>> start Provided data
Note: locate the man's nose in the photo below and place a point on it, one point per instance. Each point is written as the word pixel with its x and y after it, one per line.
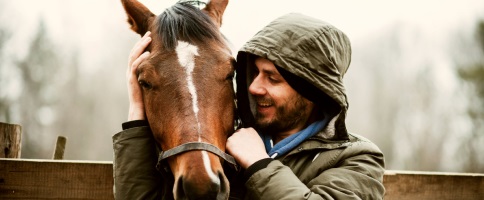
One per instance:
pixel 256 88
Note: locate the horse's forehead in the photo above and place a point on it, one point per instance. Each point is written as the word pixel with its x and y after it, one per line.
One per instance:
pixel 186 53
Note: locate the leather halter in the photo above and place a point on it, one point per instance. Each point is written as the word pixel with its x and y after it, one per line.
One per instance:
pixel 191 146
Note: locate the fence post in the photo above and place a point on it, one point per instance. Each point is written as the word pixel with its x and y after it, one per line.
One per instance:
pixel 10 140
pixel 60 146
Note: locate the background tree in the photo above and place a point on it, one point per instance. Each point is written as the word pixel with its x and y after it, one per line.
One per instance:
pixel 472 75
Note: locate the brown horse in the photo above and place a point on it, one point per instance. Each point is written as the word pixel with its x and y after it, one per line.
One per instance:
pixel 188 93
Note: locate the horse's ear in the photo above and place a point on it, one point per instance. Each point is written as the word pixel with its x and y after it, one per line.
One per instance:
pixel 139 16
pixel 215 9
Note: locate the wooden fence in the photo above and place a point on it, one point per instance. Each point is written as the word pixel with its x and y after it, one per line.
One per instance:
pixel 56 179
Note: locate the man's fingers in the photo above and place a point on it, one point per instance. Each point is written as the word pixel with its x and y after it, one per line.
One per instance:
pixel 138 60
pixel 139 47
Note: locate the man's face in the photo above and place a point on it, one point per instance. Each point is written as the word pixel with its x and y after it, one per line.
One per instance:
pixel 278 107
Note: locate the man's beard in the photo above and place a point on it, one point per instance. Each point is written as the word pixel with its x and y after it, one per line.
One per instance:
pixel 287 116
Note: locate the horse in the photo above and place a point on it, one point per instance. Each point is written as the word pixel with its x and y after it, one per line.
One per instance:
pixel 187 88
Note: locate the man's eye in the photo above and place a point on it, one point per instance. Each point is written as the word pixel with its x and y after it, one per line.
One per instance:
pixel 145 84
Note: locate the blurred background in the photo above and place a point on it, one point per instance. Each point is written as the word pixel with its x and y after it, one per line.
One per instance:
pixel 415 85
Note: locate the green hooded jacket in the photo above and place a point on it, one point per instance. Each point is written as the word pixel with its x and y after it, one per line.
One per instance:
pixel 333 164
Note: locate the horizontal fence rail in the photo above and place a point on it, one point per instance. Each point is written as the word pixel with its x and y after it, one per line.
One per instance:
pixel 53 179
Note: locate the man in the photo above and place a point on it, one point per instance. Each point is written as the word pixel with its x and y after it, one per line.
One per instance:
pixel 290 90
pixel 289 76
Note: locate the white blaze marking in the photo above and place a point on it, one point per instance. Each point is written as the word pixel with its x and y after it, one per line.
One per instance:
pixel 186 53
pixel 186 57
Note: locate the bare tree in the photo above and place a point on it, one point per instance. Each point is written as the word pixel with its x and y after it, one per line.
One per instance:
pixel 472 74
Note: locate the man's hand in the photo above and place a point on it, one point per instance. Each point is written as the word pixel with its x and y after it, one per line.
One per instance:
pixel 136 105
pixel 246 146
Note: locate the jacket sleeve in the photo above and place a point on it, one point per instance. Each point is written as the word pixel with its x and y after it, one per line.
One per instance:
pixel 357 173
pixel 134 167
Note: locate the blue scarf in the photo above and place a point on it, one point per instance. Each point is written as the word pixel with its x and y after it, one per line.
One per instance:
pixel 293 140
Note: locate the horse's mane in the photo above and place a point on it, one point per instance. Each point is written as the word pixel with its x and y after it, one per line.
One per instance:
pixel 184 21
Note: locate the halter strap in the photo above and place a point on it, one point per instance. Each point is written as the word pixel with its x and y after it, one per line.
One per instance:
pixel 190 146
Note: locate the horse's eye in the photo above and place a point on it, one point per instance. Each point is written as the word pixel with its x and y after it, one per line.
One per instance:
pixel 145 84
pixel 230 77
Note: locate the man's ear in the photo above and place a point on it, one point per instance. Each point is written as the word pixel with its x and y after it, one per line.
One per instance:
pixel 215 9
pixel 139 16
>> end Provided data
• **Task objective**: Transcribe each line above verbatim, with the pictures left out.

• **The output**:
Note: locate the man's nose in the photo below and place a point on it, one point per instance. Each point is written as the word pixel with its x and y after it, one per line.
One per instance:
pixel 256 88
Note: locate the horse's forehead in the photo above and place a point on it, one point per instance. Each point is written as the word pixel with its x and y after it, one per line.
One per instance:
pixel 186 53
Note: locate the leather halter in the photo above and place a point on it, one point per instance. Each point is written as the word pixel with its x and y after it, one per line.
One per instance:
pixel 191 146
Note: locate the fence post in the photo above and place a point on it, one point per instance. Each point is written as the word pixel with its x and y after it, one per line.
One per instance:
pixel 10 140
pixel 60 146
Note: locate the background tree in the photo above and place a point on it, one point per instance. Each point is written as the word pixel with its x and y after it, one per line.
One per instance:
pixel 472 75
Note: locate the brown horse in the photo above and place a point on it, one point per instance. Each point is written as the word pixel with its x and y after it, one per line.
One per instance:
pixel 188 93
Note: locate the horse's ear in the photo above and place a point on it, one point per instance. Each point is written as the word pixel with its x and y after it, one per line.
One per instance:
pixel 139 16
pixel 215 9
Note: locate the wooden fence in the photo above and place a point on it, one point per instance. Each point is written as the word pixel with its x and y after it, one per line.
One per instance:
pixel 56 179
Note: locate the man's fingers in the photo above and place a point on it, one point per instance. Each point is written as the word pixel with its x and y after it, one per line.
One per instance:
pixel 138 60
pixel 139 47
Note: locate the man's face in the photo above and place a point on it, one point per instance. Each point is written as the word pixel with its x and y after it, one per line.
One per instance:
pixel 278 107
Note: locate the man's beard in the photo above and place a point on it, one point per instance. Each point is written as the word pixel with its x and y after it, one per line.
One per instance:
pixel 287 116
Note: locate the horse in the photo above and place a point on it, one point per instance. Each point is written as the word pixel with its x and y after it, one per line.
One per instance:
pixel 187 88
Note: locate the man's eye in the photo above and place a point on it, one point per instance. Each point is written as the word pixel with its x and y after it, one per line.
One per instance:
pixel 145 84
Note: locate the blurred background in the photo above and place a point on it, one point per instance. Each point is written as the word pixel with its x and y after it, one per line.
One per instance:
pixel 415 85
Note: locate the green hooded jacket in the photo above and place a point on it, one point per instance. Each point is written as the word pixel with its x and y after it, one per line.
One per instance:
pixel 333 164
Note: locate the horizontal fence rail in the photo above and place a point on it, one point per instance. Each point is written as the word pixel with its x and y after it, one per line.
One per instance:
pixel 53 179
Note: locate the man in the photo above and place a point on it, one point per instance. Each point is written as the word pixel with its x and y after it, one per line.
One per instance:
pixel 290 90
pixel 289 76
Note: locate the white blaze marking in the photo above and place a point on it, one point per instance. Each point is written as the word pixel with its x and y after it, one per line.
One per instance:
pixel 186 53
pixel 186 57
Note: locate the bare tree in the photo above and place a point on it, one point per instance. Each point is written as the word pixel with its x and y after it, one per line.
One per instance:
pixel 472 74
Note: locate the man's hand in the photo above and place a point on it, one point per instance. Each point is written as the word pixel with its x and y after it, one per line.
One per instance:
pixel 136 105
pixel 246 146
Note: locate the jacket sleeve in the photo above and place a point on it, one point per instance. Each point is written as the word pixel with its x and y after it, one per line.
One per instance:
pixel 357 173
pixel 134 167
Note: locate the blue scarf in the photo above and place a point on it, one point per instance. Each point is written as the word pixel with its x and y after it, one per line.
One per instance:
pixel 293 140
Note: locate the horse's mane in the photo above and place a point on it, one point per instance. Each point is written as the word pixel with its x and y after it, one per line.
One per instance:
pixel 184 21
Note: locate the halter strap in the photo above and place a point on it, one point per instance. Each point is written as the word pixel with its x and y after it, one per line.
One per instance:
pixel 190 146
Note: locate the horse's eye in the photo above and place a point on it, one point per instance. Each point is written as the word pixel with its x and y after it, one per line.
One per instance:
pixel 145 84
pixel 230 77
Note: locate the man's ear in the photo above and place a point on it, one point per instance. Each point is written as the word pixel with its x and y after it, one per line.
One per instance:
pixel 215 9
pixel 139 16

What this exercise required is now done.